**Task details:**
Copy out the Northern Debut Awards for Fiction text below word for word, from its heading to its final line.

**Selection:**
—————

Northern Debut Awards for Fiction

  • Fuk Ching Wong (Helena)

    Fuk Ching Wong (Helena) was born in Hong Kong and is currently based in Manchester, the UK. She holds an M.A. in Creative Writing from Lancaster University. Her work has been published in Popshot magazine, the Brooklyn Review, Tint Journal, fauxmoir lit mag, missive mag, and in anthologies by The Quillkeepers and the Hong Kong Writers’ Circle. She won the Most Creative Award for Hong Kong Top Story 2021. Her writing frequently blends speculative elements with folklore and philosophy, using animals and mythology to explore human nature, particularly through an Asian cultural lens.

    Winning the Northern Debut Award is such an incredible honour. I came to the UK, a place where English literature and storytelling have long flourished, believing that my work could be fully appreciated, and that belief was affirmed. The North of England welcomed my story with open arms, and like the protagonist in my novel, I was no longer a salted fish; I am now a fish back in water, finally brought back to life. This moment of recognition gave me the confidence to keep writing boldly across cultures, languages, and genres. I can’t wait to share my story with the world! Thank you, New Writing North, my family and friends for making my dream come true!

  • Sarah Whitehead

    Sarah Whitehead is a writer and teacher currently working at an FE college in Liverpool. Last year her first play,  Pass the Parcel, was performed at Liverpool’s Royal Court Theatre. It told the story of three sisters haunted by the loss of their mother. When she was younger, she worked in hotels and pubs around Cumbria and has drawn on this experience to write her first novel.

    I’m delighted and honoured to receive a Northern Debut Award for Fiction! I’ve been thinking about this novel since I was a teenager, and I feel so lucky to receive support and guidance from New Writing North to help me finish it.

—————

[Entries from a dataset]

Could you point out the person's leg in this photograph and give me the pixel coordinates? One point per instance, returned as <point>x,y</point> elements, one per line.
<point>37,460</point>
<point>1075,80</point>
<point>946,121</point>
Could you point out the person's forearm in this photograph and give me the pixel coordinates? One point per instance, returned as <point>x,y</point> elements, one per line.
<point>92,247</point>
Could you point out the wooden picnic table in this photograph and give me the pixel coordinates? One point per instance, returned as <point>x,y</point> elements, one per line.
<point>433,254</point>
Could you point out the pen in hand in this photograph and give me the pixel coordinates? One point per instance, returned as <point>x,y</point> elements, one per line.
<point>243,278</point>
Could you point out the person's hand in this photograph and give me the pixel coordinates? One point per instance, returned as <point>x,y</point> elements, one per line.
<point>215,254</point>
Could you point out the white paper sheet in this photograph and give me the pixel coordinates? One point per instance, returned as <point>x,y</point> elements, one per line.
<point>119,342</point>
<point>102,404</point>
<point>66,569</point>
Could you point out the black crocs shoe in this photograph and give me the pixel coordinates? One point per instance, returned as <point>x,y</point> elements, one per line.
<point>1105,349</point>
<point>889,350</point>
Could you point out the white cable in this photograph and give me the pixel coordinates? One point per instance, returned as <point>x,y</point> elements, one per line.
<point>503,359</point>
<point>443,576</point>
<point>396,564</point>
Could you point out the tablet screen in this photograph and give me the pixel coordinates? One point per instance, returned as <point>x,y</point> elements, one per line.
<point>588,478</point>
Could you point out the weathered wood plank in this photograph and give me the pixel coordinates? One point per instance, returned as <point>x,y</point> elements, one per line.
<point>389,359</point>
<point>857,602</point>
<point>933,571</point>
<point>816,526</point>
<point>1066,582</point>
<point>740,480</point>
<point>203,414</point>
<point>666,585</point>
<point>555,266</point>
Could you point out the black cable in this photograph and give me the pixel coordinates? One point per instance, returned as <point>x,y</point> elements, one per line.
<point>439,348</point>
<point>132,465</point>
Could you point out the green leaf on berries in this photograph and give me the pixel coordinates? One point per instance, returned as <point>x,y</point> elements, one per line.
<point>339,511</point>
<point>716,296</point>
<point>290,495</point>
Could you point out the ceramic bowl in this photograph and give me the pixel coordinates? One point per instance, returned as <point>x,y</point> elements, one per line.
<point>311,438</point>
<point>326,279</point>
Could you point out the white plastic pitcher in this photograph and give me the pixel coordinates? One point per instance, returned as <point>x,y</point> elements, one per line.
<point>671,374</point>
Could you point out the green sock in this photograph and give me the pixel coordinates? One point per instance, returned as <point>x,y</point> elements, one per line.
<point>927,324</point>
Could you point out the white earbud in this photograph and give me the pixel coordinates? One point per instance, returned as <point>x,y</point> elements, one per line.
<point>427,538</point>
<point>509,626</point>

—————

**Exercise output:**
Northern Debut Awards for Fiction

  • Fuk Ching Wong (Helena)

    Fuk Ching Wong (Helena) was born in Hong Kong and is currently based in Manchester, the UK. She holds an M.A. in Creative Writing from Lancaster University. Her work has been published in Popshot magazine, the Brooklyn Review, Tint Journal, fauxmoir lit mag, missive mag, and in anthologies by The Quillkeepers and the Hong Kong Writers’ Circle. She won the Most Creative Award for Hong Kong Top Story 2021. Her writing frequently blends speculative elements with folklore and philosophy, using animals and mythology to explore human nature, particularly through an Asian cultural lens.

    Winning the Northern Debut Award is such an incredible honour. I came to the UK, a place where English literature and storytelling have long flourished, believing that my work could be fully appreciated, and that belief was affirmed. The North of England welcomed my story with open arms, and like the protagonist in my novel, I was no longer a salted fish; I am now a fish back in water, finally brought back to life. This moment of recognition gave me the confidence to keep writing boldly across cultures, languages, and genres. I can’t wait to share my story with the world! Thank you, New Writing North, my family and friends for making my dream come true!

  • Sarah Whitehead

    Sarah Whitehead is a writer and teacher currently working at an FE college in Liverpool. Last year her first play,  Pass the Parcel, was performed at Liverpool’s Royal Court Theatre. It told the story of three sisters haunted by the loss of their mother. When she was younger, she worked in hotels and pubs around Cumbria and has drawn on this experience to write her first novel.

    I’m delighted and honoured to receive a Northern Debut Award for Fiction! I’ve been thinking about this novel since I was a teenager, and I feel so lucky to receive support and guidance from New Writing North to help me finish it.